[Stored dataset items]
————————
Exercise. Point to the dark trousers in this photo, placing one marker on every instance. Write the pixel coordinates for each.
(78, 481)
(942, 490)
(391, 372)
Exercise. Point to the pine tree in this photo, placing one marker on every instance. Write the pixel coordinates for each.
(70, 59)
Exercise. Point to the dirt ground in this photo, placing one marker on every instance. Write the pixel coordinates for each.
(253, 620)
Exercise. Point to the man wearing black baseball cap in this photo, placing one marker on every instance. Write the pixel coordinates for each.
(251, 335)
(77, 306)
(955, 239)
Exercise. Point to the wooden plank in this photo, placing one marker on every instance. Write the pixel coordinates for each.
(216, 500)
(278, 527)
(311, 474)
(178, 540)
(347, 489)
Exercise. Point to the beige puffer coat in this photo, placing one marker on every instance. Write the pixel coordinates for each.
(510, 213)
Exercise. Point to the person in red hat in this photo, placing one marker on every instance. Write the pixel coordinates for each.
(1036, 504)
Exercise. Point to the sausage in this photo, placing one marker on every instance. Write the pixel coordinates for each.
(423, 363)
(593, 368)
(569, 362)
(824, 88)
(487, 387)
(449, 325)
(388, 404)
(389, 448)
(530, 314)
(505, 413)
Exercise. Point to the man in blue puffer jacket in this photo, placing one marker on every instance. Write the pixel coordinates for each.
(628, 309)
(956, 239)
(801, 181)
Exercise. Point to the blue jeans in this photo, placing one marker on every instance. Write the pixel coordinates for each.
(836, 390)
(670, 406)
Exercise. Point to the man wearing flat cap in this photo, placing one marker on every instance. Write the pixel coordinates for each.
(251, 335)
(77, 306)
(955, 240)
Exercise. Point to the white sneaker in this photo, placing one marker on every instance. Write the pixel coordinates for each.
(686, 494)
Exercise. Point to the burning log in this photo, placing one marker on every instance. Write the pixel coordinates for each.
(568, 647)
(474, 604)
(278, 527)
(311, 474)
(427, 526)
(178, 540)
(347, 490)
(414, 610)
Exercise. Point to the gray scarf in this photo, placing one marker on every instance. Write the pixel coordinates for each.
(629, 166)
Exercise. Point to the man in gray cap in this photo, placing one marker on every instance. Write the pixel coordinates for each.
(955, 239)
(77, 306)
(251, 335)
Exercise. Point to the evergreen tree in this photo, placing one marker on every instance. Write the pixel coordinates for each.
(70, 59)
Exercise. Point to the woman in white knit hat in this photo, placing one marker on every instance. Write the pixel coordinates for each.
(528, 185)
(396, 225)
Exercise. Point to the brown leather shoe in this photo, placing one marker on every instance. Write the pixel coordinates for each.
————————
# TASK PROMPT
Copy out every one of the items above word for word.

# FINISHED ANSWER
Exercise. Point to the dark trousers in this photo, placing one marker on every instance. Write the pixel coordinates for each.
(78, 481)
(942, 490)
(391, 372)
Exercise. Point to the pine tree in this photo, placing one marker on every instance. Write the pixel coordinates for each.
(70, 59)
Exercise. Point to the dirt ground in this photo, placing one marker on every instance. Write the pixel coordinates for each.
(253, 620)
Exercise. Point to the man wearing black baseball cap in this photo, placing one marker on every instance. Write the pixel coordinates for each.
(251, 335)
(77, 306)
(955, 239)
Exercise. Point to the wooden plank in this photo, placing one marker on every instance. Write the pixel coordinates for each.
(216, 500)
(278, 527)
(311, 474)
(178, 540)
(347, 489)
Exercise. Point to the beige puffer coat in this photo, placing one marker on every instance. Write the pixel coordinates for each.
(510, 213)
Exercise. Point to the person in red hat in this photo, placing one marker on every instance. Write the pixel coordinates for each.
(1036, 504)
Exercise. Point to the sausage in this photo, placing one marker on every instance. Write the pixel coordinates for each.
(423, 363)
(593, 368)
(569, 362)
(824, 88)
(487, 387)
(449, 325)
(388, 404)
(389, 448)
(530, 314)
(505, 413)
Exercise. Point to the man in blue puffer jacket in this photo, placing one marker on every instance. Write the pixel coordinates for each.
(628, 309)
(956, 239)
(801, 181)
Exercise. Point to the blue jeans in this photo, placing one marker on every instance. Write the pixel coordinates for each.
(836, 390)
(670, 406)
Exercise. Point to the man wearing flat cap in this photo, placing one marker on every instance. Write the pixel coordinates for each.
(251, 335)
(77, 306)
(955, 240)
Exercise. Point to the white sneaker in this photo, placing one marker on every instance. Write the pixel coordinates for each.
(686, 494)
Exercise. Point to the burning log in this photo, placing one marker on every instance. Write the pixel coordinates for each.
(568, 647)
(474, 604)
(278, 527)
(311, 474)
(427, 526)
(178, 540)
(347, 490)
(414, 610)
Exercise. Point to the gray scarf in this photo, placing one marker on every instance. Write the pixel coordinates for each.
(629, 166)
Exercise. Point to the man in gray cap in this photo, placing one marker on every instance. Write the pixel coordinates for each.
(955, 239)
(77, 306)
(251, 335)
Exercise. Point to the evergreen tree in this photo, placing one marker on every instance. Write the pixel coordinates for each.
(70, 59)
Exercise. Point to the woman in white knit hat in this photo, placing one marker on every instance. Write the pixel coordinates for each.
(528, 185)
(396, 225)
Exercise. Point to the brown leather shoe in this photo, placing one marker on every instance. Write the pixel coordinates for each.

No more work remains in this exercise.